TASK INSTRUCTIONS
Your task is to copy the records that follow exactly, minus any images.

*** Block opens ***

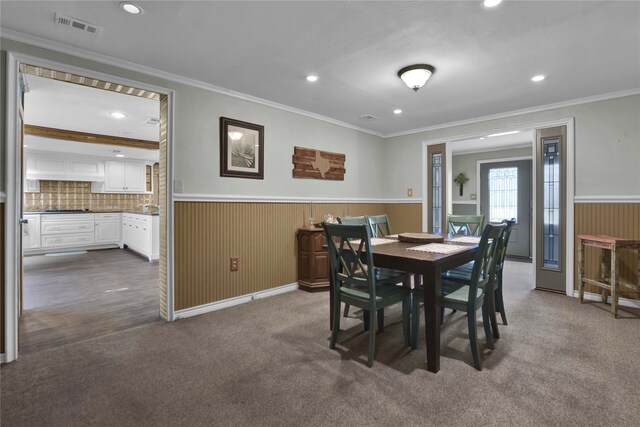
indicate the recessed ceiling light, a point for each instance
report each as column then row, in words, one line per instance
column 511, row 132
column 491, row 3
column 131, row 8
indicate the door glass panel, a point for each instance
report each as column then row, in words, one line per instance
column 503, row 194
column 551, row 204
column 436, row 192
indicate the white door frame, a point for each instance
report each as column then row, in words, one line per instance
column 570, row 193
column 12, row 181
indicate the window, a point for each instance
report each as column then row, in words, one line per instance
column 551, row 204
column 436, row 192
column 503, row 194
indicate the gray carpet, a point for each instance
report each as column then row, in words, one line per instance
column 268, row 363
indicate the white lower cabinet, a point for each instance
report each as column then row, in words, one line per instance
column 108, row 228
column 31, row 232
column 141, row 233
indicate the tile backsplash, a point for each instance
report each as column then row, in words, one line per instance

*** Block closes ***

THE ANSWER
indicate the recessed ceiling light, a point for each instance
report each as column then row, in words, one line per instance
column 511, row 132
column 491, row 3
column 131, row 8
indicate the door glass panel, a point for each instance
report each as column then row, in words, one line per instance
column 503, row 194
column 551, row 204
column 436, row 192
indicate the white door frame, a point for each instance
report each as column then row, in words, one line per instance
column 570, row 193
column 12, row 181
indicate the window, a point for each instance
report each as column then row, in words, one line per instance
column 551, row 204
column 436, row 192
column 503, row 194
indicate the gray carpet, a point for each instance
report each as column then row, in words, one line per instance
column 268, row 363
indicate the white lower cabinet, a point for each instance
report each as column then row, in words, one line per instance
column 108, row 228
column 31, row 232
column 141, row 233
indicate the tile backsplash, a point for each instance
report each as column then row, in words, one line per instance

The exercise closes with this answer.